[Your assignment]: Reproduce every record exactly as written.

[Information supplied]:
====================
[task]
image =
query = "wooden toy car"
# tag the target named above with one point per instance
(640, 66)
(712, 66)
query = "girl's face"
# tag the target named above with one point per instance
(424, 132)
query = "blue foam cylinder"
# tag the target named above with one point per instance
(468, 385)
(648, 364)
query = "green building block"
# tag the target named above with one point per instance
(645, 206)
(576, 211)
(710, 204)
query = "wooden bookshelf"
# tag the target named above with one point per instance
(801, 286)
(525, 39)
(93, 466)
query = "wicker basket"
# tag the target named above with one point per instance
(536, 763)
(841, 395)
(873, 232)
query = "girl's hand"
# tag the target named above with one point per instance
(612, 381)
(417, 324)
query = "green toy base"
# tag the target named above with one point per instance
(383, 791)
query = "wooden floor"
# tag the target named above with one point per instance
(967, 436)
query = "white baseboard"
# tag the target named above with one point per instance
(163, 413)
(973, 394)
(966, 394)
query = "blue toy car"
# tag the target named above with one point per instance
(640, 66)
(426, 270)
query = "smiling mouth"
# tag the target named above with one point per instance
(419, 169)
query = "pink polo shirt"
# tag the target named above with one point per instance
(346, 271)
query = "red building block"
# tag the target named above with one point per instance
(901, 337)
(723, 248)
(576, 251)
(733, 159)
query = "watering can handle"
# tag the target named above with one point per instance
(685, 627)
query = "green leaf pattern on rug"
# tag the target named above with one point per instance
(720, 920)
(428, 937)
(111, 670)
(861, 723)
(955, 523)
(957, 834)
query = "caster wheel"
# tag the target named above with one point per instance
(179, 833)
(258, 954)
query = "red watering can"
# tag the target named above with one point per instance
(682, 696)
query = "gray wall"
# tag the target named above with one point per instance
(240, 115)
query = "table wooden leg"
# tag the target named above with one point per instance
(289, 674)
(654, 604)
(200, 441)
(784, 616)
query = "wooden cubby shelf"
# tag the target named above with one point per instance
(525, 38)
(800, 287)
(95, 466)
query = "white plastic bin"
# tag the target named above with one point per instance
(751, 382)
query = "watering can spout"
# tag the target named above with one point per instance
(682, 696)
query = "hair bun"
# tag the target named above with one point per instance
====================
[Result of the exercise]:
[task]
image =
query = "wooden toy car"
# tag the target named above with one point per instance
(640, 66)
(712, 66)
query = "girl's face"
# tag the target named above with one point per instance
(424, 132)
query = "blue foam cylinder"
# tag the target named above with one point per instance
(468, 385)
(648, 364)
query = "green building block"
# tag the target named above with one point per instance
(645, 206)
(576, 211)
(710, 204)
query = "wooden bookshelf"
# tag the target named above with one point per instance
(801, 286)
(525, 39)
(93, 466)
query = "wicker basket"
# tag the target named above with one point per instance
(536, 763)
(841, 395)
(873, 232)
query = "girl's hand"
# tag the target named above with one point per instance
(612, 381)
(417, 324)
query = "green toy base"
# tag the target named above with one point per instance
(383, 791)
query = "wooden floor"
# tag the target named above with one point per instance
(967, 436)
query = "white baseboard"
# tag the target named above with one point per instance
(163, 413)
(973, 394)
(966, 394)
query = "blue toy car"
# tag the target named above with one point per instance
(640, 66)
(426, 270)
query = "smiling mouth"
# tag the target named above with one point per instance
(419, 169)
query = "pink polo shirt"
# tag the target named above with one point per instance
(346, 271)
query = "red building block"
# tag the target named above with one point per instance
(901, 337)
(723, 248)
(576, 251)
(733, 159)
query = "watering can handle"
# tag the target named above with one point per instance
(685, 627)
query = "green leaf pattern on rug"
# tag the target named above with one point per instance
(720, 920)
(428, 937)
(111, 670)
(861, 723)
(955, 523)
(957, 834)
query = "caster wheel"
# tag the target named above with one point per instance
(179, 833)
(258, 954)
query = "red watering can"
# tag the target named above with one point per instance
(682, 696)
query = "gray wall"
# tag the target named above with one point per instance
(240, 115)
query = "table wooden leg"
# tag the target named above with one point per instance
(289, 674)
(654, 604)
(200, 441)
(784, 616)
query = "wooden cubby shelf"
# tag the target named above with one point per instance
(525, 38)
(800, 287)
(95, 466)
query = "white plastic bin"
# tag the target named above with one point per instance
(751, 382)
query = "watering can spout"
# tag the target named above with one point per instance
(682, 696)
query = "hair bun"
# tag the target named above with one point per instance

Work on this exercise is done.